Records from a data collection:

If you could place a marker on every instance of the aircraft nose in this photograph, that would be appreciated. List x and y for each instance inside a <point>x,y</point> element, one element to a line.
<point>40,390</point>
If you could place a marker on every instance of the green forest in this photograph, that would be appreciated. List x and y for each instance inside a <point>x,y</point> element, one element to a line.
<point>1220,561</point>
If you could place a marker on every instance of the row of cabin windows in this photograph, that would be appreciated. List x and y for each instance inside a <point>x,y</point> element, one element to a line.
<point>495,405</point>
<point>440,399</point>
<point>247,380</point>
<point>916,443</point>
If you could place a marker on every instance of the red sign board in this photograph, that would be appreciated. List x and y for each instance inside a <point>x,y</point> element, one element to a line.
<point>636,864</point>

WHAT THIS TASK INVOLVES: Nothing in the records should change when you repeat them all.

ANSWER TO THIS TASK:
If you could place a marker on every instance of the aircraft nose in this photograph, that would be appreciated. List x and y for each instance inside a <point>x,y</point> element, one element to a line.
<point>40,390</point>
If you could place a marker on every instance of the green forest in this photograph, that would be appreciated. List x and y for each instance inside a <point>x,y</point> element, one element to a line.
<point>1220,561</point>
If you could place a marker on every instance of the row of cabin windows in this photograph, that would be appreciated. List x and y for each instance inside a <point>x,y</point> element, one element to a line.
<point>495,405</point>
<point>440,399</point>
<point>247,380</point>
<point>916,443</point>
If you could place a marker on every instance of the red sign board in this photograph, that would be appreciated. List x and y for each instance inside a <point>x,y</point> element, one element to a line.
<point>636,864</point>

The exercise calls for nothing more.